Oracle Bones is a long book, about 470 pages of text. Some of the topics are interesting; others are not. But what was not interesting to me would be interesting to someone else. What's important is that the subjects were interesting to the author. That's what a good writer does: he writes for himself. If others like it, fine; if not, that's fine, too. Readers like me are going to criticize no matter what you do, so you may as well scribble about your own interests.

And Hessler is a good writer. His sentences are crisp, his paragraphs economical. His writing is better than in his first book, River Town, even if River Town is a better, or at least more coherent, story. (I suppose it's fair to clarify that whereas River Town is a story, Oracle Bones is a series of vignettes.) In any event, it's always interesting, to me at least, to plot an author's development.

And Peter deserves credit in general. In the sea of China experts, i.e. know-it-all expatriates who write thousands of words in poorly-formed blogs and internet forums, he got off his duff and wrote, seriously, about his experiences in China and what he learned from them. He dug deeply, he researched, he became a journalist, and he travelled extensively (sometimes at considerable risk) to talk to people and record what they had to say. He got published, and his China trilogy continues to sell. Hessler proved that there's always room for one more voice, provided that voice is reasoned, informed, and intelligent. He's got much more to say than Henry Kissinger, for instance. He's got much more to say than a lot of China writers.

That said, I wish the book were a bit more passionate. In places, I found Hessler's style a little too, well, journalistic. He removes himself from the stories, but in the places where he inserts himself, i.e. expresses his opinion, or shows his frustration (as he does with the "struggle session" he faced after being detained for camping on the Great Wall, or, so the authorities thought, reporting illegally on a village election) it's quite satisfying. But again, this is a matter of personal taste.

= Record extracts =
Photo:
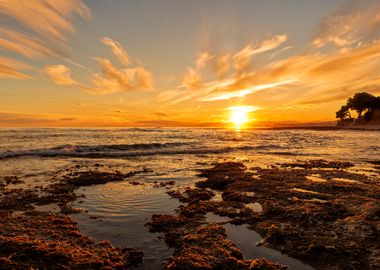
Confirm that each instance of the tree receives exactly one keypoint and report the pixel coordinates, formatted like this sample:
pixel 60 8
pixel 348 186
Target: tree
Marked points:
pixel 343 113
pixel 361 102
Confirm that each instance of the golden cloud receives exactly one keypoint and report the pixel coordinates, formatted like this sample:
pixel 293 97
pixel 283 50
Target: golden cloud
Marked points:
pixel 10 68
pixel 117 50
pixel 59 74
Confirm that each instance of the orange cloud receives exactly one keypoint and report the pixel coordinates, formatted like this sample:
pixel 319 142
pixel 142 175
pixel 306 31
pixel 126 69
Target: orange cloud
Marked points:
pixel 59 74
pixel 355 21
pixel 50 19
pixel 243 58
pixel 41 30
pixel 117 50
pixel 10 68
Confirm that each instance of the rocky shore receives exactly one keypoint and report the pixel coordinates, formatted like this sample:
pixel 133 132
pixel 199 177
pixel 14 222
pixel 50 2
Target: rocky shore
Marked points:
pixel 325 214
pixel 319 212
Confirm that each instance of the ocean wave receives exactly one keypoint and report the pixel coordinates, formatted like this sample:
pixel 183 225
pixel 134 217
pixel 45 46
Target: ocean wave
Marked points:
pixel 123 151
pixel 136 150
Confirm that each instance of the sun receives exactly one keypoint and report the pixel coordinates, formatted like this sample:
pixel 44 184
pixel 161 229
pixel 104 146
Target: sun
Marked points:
pixel 239 115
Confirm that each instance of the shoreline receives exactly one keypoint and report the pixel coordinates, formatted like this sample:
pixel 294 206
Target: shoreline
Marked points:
pixel 296 216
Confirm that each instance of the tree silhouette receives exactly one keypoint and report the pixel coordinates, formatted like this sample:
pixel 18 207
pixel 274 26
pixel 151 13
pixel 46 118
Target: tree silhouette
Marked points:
pixel 361 103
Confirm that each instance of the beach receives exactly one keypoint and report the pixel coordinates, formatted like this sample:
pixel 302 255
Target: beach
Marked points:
pixel 188 198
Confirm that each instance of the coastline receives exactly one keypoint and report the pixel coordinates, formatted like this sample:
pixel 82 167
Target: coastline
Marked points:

= What is asked =
Render the sentence "His sentences are crisp, his paragraphs economical." from the review of Oracle Bones in Spanish. The items are unrelated to the review of Oracle Bones.

= The response =
Sus oraciones son nítidas; sus párrafos, concisos.